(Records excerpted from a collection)
*****

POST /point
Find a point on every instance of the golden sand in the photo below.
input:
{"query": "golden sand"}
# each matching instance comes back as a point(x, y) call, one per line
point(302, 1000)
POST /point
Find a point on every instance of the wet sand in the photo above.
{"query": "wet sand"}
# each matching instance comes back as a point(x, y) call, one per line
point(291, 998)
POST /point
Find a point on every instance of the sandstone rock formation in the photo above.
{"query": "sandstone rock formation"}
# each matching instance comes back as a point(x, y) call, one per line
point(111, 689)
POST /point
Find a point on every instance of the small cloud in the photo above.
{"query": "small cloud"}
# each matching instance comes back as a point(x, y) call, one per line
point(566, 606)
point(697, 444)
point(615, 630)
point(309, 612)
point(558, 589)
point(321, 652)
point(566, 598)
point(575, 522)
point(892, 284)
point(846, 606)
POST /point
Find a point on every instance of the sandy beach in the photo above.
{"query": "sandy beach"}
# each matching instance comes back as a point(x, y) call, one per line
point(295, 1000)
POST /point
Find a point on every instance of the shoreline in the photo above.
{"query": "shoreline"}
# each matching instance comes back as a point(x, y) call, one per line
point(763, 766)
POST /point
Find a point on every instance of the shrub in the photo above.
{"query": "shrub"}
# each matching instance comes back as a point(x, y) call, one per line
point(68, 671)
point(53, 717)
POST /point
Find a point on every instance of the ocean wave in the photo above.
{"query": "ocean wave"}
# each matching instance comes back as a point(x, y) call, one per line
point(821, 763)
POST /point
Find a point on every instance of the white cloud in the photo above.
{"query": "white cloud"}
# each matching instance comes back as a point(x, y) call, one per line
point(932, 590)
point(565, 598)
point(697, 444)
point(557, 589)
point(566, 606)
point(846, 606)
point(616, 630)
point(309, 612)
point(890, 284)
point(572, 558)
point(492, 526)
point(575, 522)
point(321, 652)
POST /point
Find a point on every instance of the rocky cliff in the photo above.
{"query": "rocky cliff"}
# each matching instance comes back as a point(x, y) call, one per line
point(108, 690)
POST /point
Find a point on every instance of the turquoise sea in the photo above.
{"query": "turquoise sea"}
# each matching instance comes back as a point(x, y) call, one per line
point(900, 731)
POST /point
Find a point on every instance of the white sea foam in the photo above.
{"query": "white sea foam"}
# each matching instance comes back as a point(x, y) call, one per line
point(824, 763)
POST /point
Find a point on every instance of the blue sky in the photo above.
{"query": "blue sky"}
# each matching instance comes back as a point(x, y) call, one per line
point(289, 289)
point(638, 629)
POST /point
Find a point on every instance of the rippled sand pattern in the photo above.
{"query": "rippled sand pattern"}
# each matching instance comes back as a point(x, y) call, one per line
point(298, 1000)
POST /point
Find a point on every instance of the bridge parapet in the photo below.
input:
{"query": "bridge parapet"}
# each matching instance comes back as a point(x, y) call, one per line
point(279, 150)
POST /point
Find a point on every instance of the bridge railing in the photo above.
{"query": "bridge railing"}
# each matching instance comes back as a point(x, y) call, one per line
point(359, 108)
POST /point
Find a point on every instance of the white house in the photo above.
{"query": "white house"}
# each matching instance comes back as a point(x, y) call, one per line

*****

**TASK DIRECTIONS**
Using the data above, report the number of lines that contain the string "sandstone", and only that number.

**ANSWER TO THE EXERCISE**
2